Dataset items

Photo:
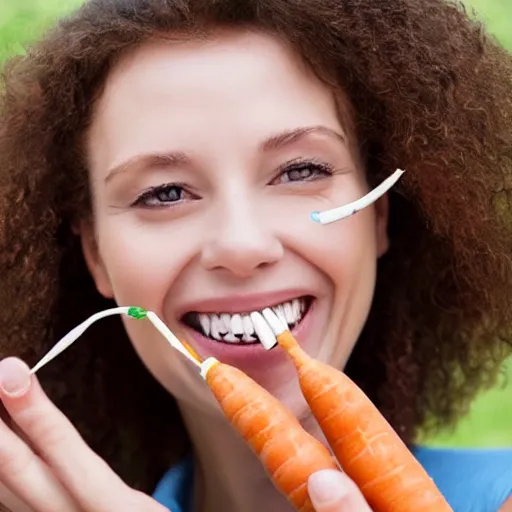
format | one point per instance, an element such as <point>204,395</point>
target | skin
<point>238,229</point>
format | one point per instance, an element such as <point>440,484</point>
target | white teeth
<point>204,320</point>
<point>296,308</point>
<point>241,328</point>
<point>214,330</point>
<point>279,311</point>
<point>248,326</point>
<point>264,332</point>
<point>225,318</point>
<point>236,324</point>
<point>288,312</point>
<point>230,338</point>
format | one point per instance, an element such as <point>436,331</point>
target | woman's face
<point>206,159</point>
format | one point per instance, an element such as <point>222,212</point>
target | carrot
<point>288,453</point>
<point>365,444</point>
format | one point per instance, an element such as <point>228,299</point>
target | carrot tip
<point>207,365</point>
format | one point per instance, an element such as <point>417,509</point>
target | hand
<point>48,466</point>
<point>334,491</point>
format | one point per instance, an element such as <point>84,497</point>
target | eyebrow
<point>289,137</point>
<point>175,159</point>
<point>149,161</point>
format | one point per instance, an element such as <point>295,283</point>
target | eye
<point>162,196</point>
<point>304,171</point>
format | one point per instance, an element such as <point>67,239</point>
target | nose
<point>241,244</point>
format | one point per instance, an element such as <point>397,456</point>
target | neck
<point>229,476</point>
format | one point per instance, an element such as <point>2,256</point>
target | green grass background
<point>489,423</point>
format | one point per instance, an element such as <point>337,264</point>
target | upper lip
<point>241,303</point>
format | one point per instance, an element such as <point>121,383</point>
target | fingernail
<point>326,487</point>
<point>14,377</point>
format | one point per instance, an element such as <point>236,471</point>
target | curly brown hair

Goal
Could you repeat every line of the listing above word for word, leaving the pictures out?

Solution for this task
Photo:
format | one point per instance, an element such as <point>204,395</point>
target | skin
<point>238,229</point>
format | one point per instance, an element such as <point>440,484</point>
target | white teeth
<point>204,320</point>
<point>296,308</point>
<point>241,328</point>
<point>214,330</point>
<point>279,311</point>
<point>248,326</point>
<point>264,332</point>
<point>225,318</point>
<point>236,324</point>
<point>288,312</point>
<point>230,338</point>
format | one point per instance, an element such as <point>436,331</point>
target | woman's face
<point>206,159</point>
format | one point per instance, an element such as <point>222,212</point>
target | carrot
<point>288,453</point>
<point>365,444</point>
format | one point per instance, an element such as <point>228,299</point>
target | carrot tip
<point>207,365</point>
format | one point per instance, an element such as <point>417,509</point>
target | hand
<point>48,466</point>
<point>334,491</point>
format | one point per instance, an element such as <point>84,497</point>
target | eyebrow
<point>289,137</point>
<point>175,159</point>
<point>149,161</point>
format | one point per instance, an element such as <point>295,283</point>
target | eye
<point>162,196</point>
<point>304,171</point>
format | one point per instance, an element such as <point>67,239</point>
target | nose
<point>241,244</point>
format | one point per instance, an element such as <point>397,456</point>
target | neck
<point>229,476</point>
format | one point per instance, an element such as <point>2,256</point>
target | green grass background
<point>489,423</point>
format | one point per instance, an element such as <point>337,264</point>
target | upper lip
<point>241,303</point>
format | one point per instance, an element such as <point>121,383</point>
target | fingernail
<point>326,487</point>
<point>14,377</point>
format | one point per instance, an element such as <point>236,471</point>
target | curly brown hair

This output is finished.